## Task
In your copy, set down the entries exactly and exclude the pictures.

** Given data follows **

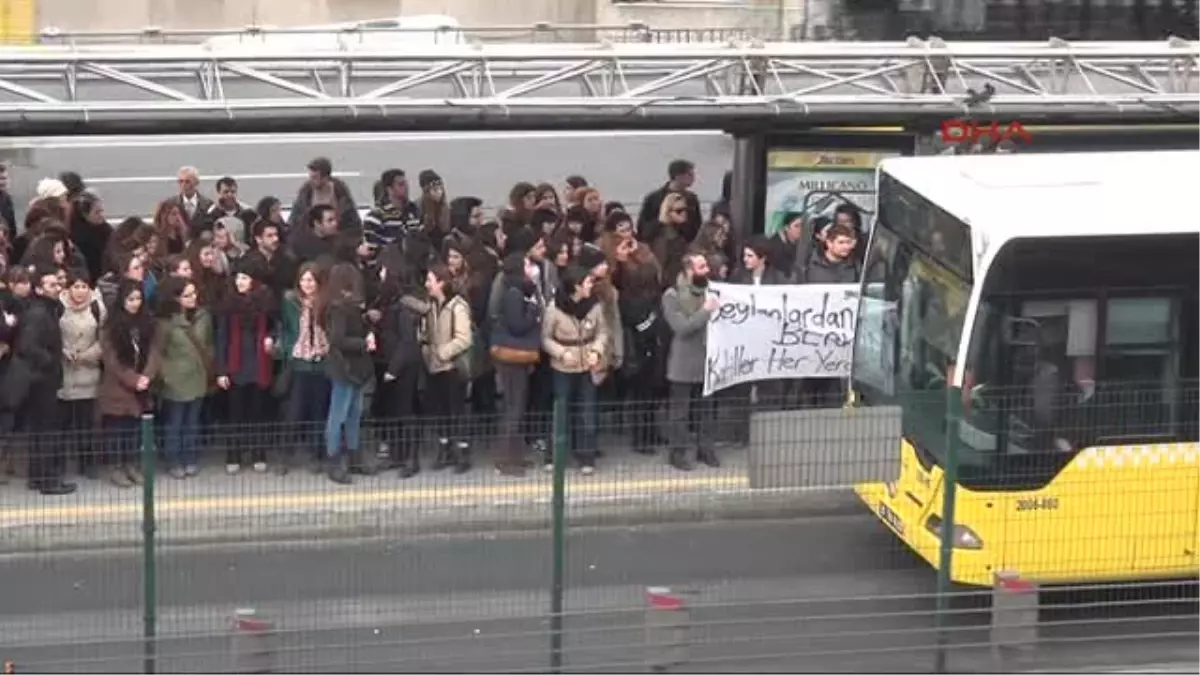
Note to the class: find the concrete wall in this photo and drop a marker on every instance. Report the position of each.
(118, 15)
(123, 15)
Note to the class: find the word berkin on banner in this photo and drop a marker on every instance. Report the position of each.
(779, 332)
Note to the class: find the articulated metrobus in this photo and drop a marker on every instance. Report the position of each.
(1053, 303)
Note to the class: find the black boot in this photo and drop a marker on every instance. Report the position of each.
(443, 459)
(360, 464)
(409, 461)
(462, 457)
(678, 459)
(55, 487)
(339, 470)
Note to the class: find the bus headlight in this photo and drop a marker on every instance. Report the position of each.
(964, 537)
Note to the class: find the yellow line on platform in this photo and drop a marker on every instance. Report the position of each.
(334, 499)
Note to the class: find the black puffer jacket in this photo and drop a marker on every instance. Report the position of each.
(348, 358)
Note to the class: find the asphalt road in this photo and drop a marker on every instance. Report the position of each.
(814, 595)
(135, 173)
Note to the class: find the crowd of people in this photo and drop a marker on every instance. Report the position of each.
(220, 312)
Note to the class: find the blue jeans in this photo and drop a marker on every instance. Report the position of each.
(345, 417)
(579, 394)
(183, 430)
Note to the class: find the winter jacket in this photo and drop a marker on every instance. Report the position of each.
(81, 335)
(185, 369)
(118, 394)
(288, 334)
(347, 211)
(40, 340)
(348, 358)
(448, 334)
(400, 333)
(240, 348)
(682, 308)
(562, 333)
(519, 321)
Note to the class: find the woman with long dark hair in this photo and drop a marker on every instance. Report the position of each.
(171, 226)
(516, 350)
(244, 347)
(131, 364)
(575, 336)
(90, 231)
(405, 305)
(184, 340)
(342, 310)
(304, 348)
(448, 335)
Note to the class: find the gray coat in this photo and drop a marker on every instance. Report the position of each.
(685, 362)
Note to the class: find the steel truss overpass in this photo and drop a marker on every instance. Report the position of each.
(147, 89)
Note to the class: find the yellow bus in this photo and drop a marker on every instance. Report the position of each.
(1053, 302)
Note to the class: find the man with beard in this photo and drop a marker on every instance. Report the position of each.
(40, 346)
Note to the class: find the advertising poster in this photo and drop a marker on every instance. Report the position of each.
(817, 181)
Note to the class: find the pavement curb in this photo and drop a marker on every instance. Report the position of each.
(396, 521)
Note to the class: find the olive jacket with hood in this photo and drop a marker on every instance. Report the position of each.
(447, 333)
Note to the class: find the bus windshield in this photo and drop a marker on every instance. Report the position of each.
(916, 286)
(1078, 342)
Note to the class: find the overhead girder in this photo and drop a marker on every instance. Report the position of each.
(127, 87)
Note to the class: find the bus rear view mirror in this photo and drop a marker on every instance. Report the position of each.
(1020, 332)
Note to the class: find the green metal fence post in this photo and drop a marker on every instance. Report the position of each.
(149, 560)
(946, 553)
(559, 536)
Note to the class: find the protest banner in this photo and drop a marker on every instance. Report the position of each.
(779, 332)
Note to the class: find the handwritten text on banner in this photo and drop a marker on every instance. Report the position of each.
(779, 332)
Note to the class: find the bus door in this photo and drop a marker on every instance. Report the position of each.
(1060, 517)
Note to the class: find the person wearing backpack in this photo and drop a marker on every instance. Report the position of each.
(447, 352)
(405, 306)
(83, 315)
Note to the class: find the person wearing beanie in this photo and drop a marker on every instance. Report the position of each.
(435, 207)
(244, 359)
(323, 189)
(593, 260)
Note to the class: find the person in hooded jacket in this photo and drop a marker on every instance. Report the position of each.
(575, 335)
(131, 364)
(448, 335)
(83, 315)
(15, 374)
(641, 376)
(405, 306)
(40, 346)
(688, 309)
(349, 366)
(184, 348)
(516, 348)
(244, 365)
(435, 207)
(323, 189)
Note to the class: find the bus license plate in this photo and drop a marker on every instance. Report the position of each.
(891, 518)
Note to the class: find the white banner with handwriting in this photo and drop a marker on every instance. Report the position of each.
(779, 332)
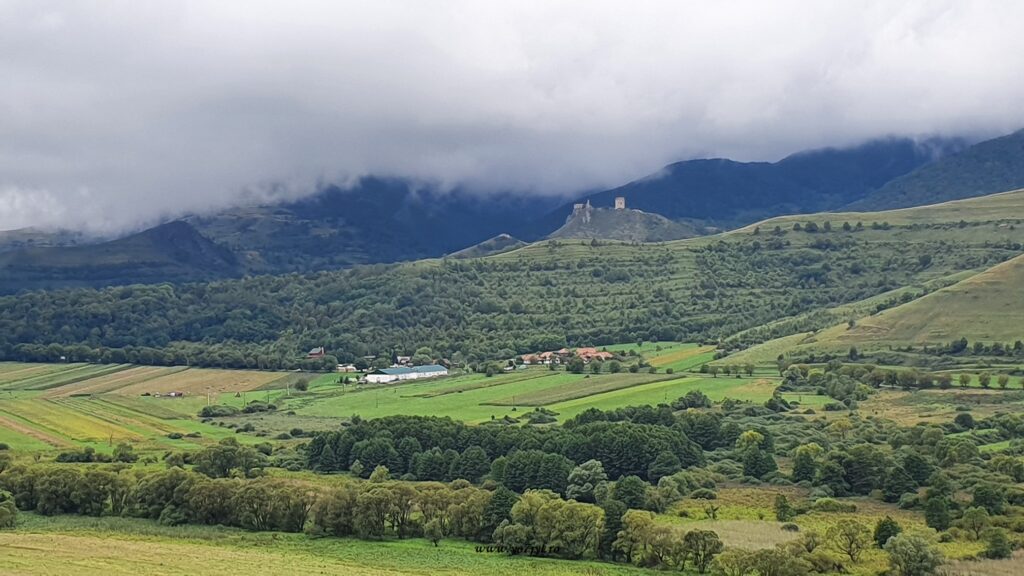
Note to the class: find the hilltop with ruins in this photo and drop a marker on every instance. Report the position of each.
(620, 222)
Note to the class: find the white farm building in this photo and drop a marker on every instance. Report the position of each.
(407, 373)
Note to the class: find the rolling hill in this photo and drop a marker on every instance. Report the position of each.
(985, 307)
(496, 245)
(172, 251)
(725, 193)
(627, 225)
(987, 167)
(376, 220)
(544, 295)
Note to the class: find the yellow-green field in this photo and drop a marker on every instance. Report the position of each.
(113, 546)
(62, 406)
(47, 407)
(745, 520)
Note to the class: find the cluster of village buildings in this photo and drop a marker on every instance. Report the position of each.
(562, 356)
(403, 369)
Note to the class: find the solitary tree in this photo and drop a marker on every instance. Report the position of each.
(965, 380)
(886, 529)
(984, 379)
(850, 538)
(433, 531)
(910, 554)
(783, 510)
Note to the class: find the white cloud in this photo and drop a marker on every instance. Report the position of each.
(163, 108)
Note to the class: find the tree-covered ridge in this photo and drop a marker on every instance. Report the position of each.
(539, 297)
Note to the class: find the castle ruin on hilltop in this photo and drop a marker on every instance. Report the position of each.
(584, 210)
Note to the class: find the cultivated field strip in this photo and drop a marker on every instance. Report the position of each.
(155, 408)
(13, 372)
(679, 357)
(138, 423)
(66, 377)
(199, 381)
(114, 381)
(61, 421)
(477, 384)
(582, 388)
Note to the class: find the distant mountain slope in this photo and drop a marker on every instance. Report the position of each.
(995, 165)
(540, 296)
(497, 245)
(173, 251)
(626, 224)
(35, 238)
(727, 193)
(377, 220)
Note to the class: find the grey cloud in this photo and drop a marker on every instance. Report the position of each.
(117, 114)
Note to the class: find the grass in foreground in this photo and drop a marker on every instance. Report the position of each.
(114, 546)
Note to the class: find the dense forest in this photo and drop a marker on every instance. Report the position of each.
(589, 489)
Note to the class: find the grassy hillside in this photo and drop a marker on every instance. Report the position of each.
(988, 306)
(496, 245)
(985, 306)
(994, 165)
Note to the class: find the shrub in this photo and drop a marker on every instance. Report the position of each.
(834, 505)
(218, 411)
(704, 494)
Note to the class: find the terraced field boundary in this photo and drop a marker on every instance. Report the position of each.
(582, 388)
(485, 383)
(136, 405)
(684, 359)
(14, 372)
(64, 378)
(115, 381)
(17, 426)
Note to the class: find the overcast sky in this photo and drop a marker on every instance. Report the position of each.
(116, 114)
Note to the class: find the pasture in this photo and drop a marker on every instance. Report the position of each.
(114, 546)
(745, 519)
(64, 406)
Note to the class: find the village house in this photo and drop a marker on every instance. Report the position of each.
(564, 355)
(406, 373)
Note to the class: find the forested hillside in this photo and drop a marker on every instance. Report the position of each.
(539, 297)
(173, 250)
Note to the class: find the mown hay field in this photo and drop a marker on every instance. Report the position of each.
(203, 380)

** End of Given data **

## Solved exercise
Note to the class: find the concrete wall in this photo and drop a marker on every instance. Report the position of each.
(118, 15)
(123, 15)
Note to the class: find the word berkin on banner in this photo and drop a marker on every instance. Report the position of each.
(779, 332)
Note to the class: find the articulated metrobus in this photo and drop a marker on every instance. Report the position of each.
(1053, 303)
Note to the class: find the black boot in this photo and drop a marker on every instance. Report the position of each.
(443, 459)
(360, 464)
(409, 461)
(462, 457)
(678, 459)
(55, 487)
(339, 470)
Note to the class: find the bus headlight in this photo and drop a marker on every instance. Report the position of each.
(964, 537)
Note to the class: find the yellow line on platform in this photo and drop a marker on every instance. Report the position of each.
(334, 499)
Note to the class: find the black puffer jacket in this photo and drop a marker on every instance. Report the position of each.
(348, 358)
Note to the class: find the asphalt road in this photo and drop a marker on every instance. Report the position of each.
(814, 595)
(135, 173)
Note to the class: find the crowd of people in this photo and drop a marker on every instance. Report the position of each.
(220, 312)
Note to the class: find the blue jeans in this photo and drop a marker on every instance. Report the position of each.
(345, 417)
(579, 394)
(183, 430)
Note to the class: find the winter jacket in this photo and drop a marker on every instance. Report the position of each.
(81, 335)
(185, 369)
(118, 394)
(288, 334)
(347, 211)
(40, 340)
(348, 358)
(448, 334)
(400, 333)
(240, 348)
(682, 308)
(562, 333)
(519, 321)
Note to the class: find the woman with long dark hair in this photo and drop a marker on every instance. Report the position of each.
(171, 226)
(516, 350)
(244, 347)
(131, 364)
(575, 336)
(90, 231)
(405, 305)
(184, 340)
(342, 310)
(304, 348)
(448, 335)
Note to the class: find the gray coat in this photo and drop a marker on every instance. Report the position of each.
(685, 362)
Note to the class: find the steel truss overpass in this photo and drop a marker on every instance. Report the position of each.
(147, 89)
Note to the class: find the yellow bus in this photo and drop a marker on every instance. Report the position of each.
(1053, 302)
Note to the class: find the man with beard in this photo and drop a marker on every instance. Report the position of each.
(40, 346)
Note to the class: find the advertising poster in this photo and drop a marker on every instance. Report the position of each.
(817, 181)
Note to the class: find the pavement curb in this photo and drop a marker on every instance. Report the position of each.
(396, 521)
Note to the class: find the olive jacket with hood in this photo and drop a marker on every instance. Report the position of each.
(447, 333)
Note to the class: find the bus windshield in this photo and drop a marker on every instance. Report the position of each.
(916, 286)
(1078, 342)
Note to the class: find the overhead girder in this photo and drop a marker on every instance. Report the position of each.
(127, 87)
Note to the class: find the bus rear view mirror in this photo and drop a marker on every instance. Report the position of each.
(1020, 332)
Note to the class: find the green metal fence post in this photo and drop a marker on every instance. Report the position of each.
(149, 560)
(946, 553)
(559, 536)
Note to the class: find the protest banner in this photo and drop a marker on every instance. Report the position of each.
(779, 332)
Note to the class: find the handwritten text on banner in this photo and drop a marker on every instance. Report the position of each.
(779, 332)
Note to the class: find the bus door in this photo and drop a marker on every instance. Report the position of each.
(1060, 517)
Note to the class: find the person wearing backpack in this photo and drop a marker on every instance. Report the position of each.
(447, 352)
(405, 306)
(83, 315)
Note to the class: find the person wearing beanie in this photo and drop a marker on every instance. Report the position of each.
(435, 207)
(244, 359)
(323, 189)
(593, 260)
Note to the class: find the person in hooded jacket in this photo and drop a marker on every instance. Report the position of each.
(575, 335)
(131, 364)
(448, 335)
(83, 315)
(15, 374)
(641, 376)
(405, 306)
(40, 346)
(688, 309)
(349, 366)
(184, 348)
(516, 348)
(244, 365)
(435, 207)
(323, 189)
Note to the class: find the bus license plate in this photo and drop a marker on every instance. Report the position of each.
(891, 518)
Note to the class: find the white banner with handwriting in this photo and drop a marker on every instance. Report the position of each.
(779, 332)
Note to the class: find the hilltop with ruins in this photo and drop a marker on every instance. Report the position of each.
(620, 222)
Note to the class: find the white farm building in this photo and drop a marker on every instance. Report the position of each.
(407, 373)
Note to the class: find the rolling hill in this photo and drop a marker on every instance. Report the position of each.
(985, 307)
(496, 245)
(172, 251)
(725, 193)
(627, 225)
(987, 167)
(376, 220)
(544, 295)
Note to the class: find the yellow-green field in this photo and drop a marker on every instance. Report the position of each.
(113, 546)
(62, 406)
(47, 407)
(745, 520)
Note to the class: find the cluster of village buildings in this photo and drop a marker on every instance. Report the position of each.
(562, 356)
(403, 369)
Note to the class: find the solitary tree in this photo and drop a marker on every instance. Report the position of each.
(965, 380)
(886, 529)
(984, 379)
(850, 538)
(433, 531)
(910, 554)
(783, 510)
Note to the class: find the white cloud in this photo and drop a marker on every instance. Report the position of each.
(163, 108)
Note to the class: find the tree-covered ridge in this photo and drop a marker on every instance. Report the position of each.
(539, 297)
Note to the class: find the castle ruin on hilltop in this photo and drop a marker on every instance. Report the position of each.
(584, 210)
Note to the class: find the cultivated field strip in this photo and drop a marker on every instance. Report the position of each.
(155, 408)
(13, 372)
(679, 357)
(138, 423)
(66, 377)
(199, 381)
(114, 381)
(61, 421)
(477, 384)
(582, 388)
Note to the class: find the distant mountain slope in this photo and drop a marker on every instance. Report the position of each.
(995, 165)
(540, 296)
(497, 245)
(173, 251)
(626, 224)
(35, 238)
(727, 193)
(377, 220)
Note to the class: find the grey cloud in this photo and drop a marker on every instance. Report the position of each.
(117, 114)
Note to the class: find the grass in foreground in this photo and drop a marker on every instance. Report the position of each.
(114, 546)
Note to the class: find the dense forest in this photo and drop a marker on every instance. Report the position of each.
(589, 489)
Note to the class: find the grassy hillside in this photo and drop a marker on every instance. Report the position of each.
(988, 306)
(496, 245)
(985, 306)
(994, 165)
Note to the class: find the shrub in this photo and drop a marker on every instance. Report the position of each.
(834, 505)
(218, 411)
(704, 494)
Note to the class: find the terraced field boundary in this photo and drop a marker on every instance. Report the position of each.
(582, 388)
(485, 383)
(136, 405)
(684, 359)
(14, 372)
(64, 378)
(115, 381)
(17, 426)
Note to the class: find the overcast sky in this photo and drop a marker on every instance. Report the position of each.
(116, 114)
Note to the class: find the pasture in this photo and drop a marker on every instance. Report the position of each.
(114, 546)
(745, 519)
(64, 406)
Note to the class: find the village house in this photo and drop a marker on every instance. Report the position of each.
(564, 355)
(406, 373)
Note to the class: find the forested hillside in this photo and drop a marker on every instance. Report the position of each.
(539, 297)
(173, 250)
Note to the class: find the mown hay field in this photo and drop a marker on every instance. Report the position of each.
(203, 380)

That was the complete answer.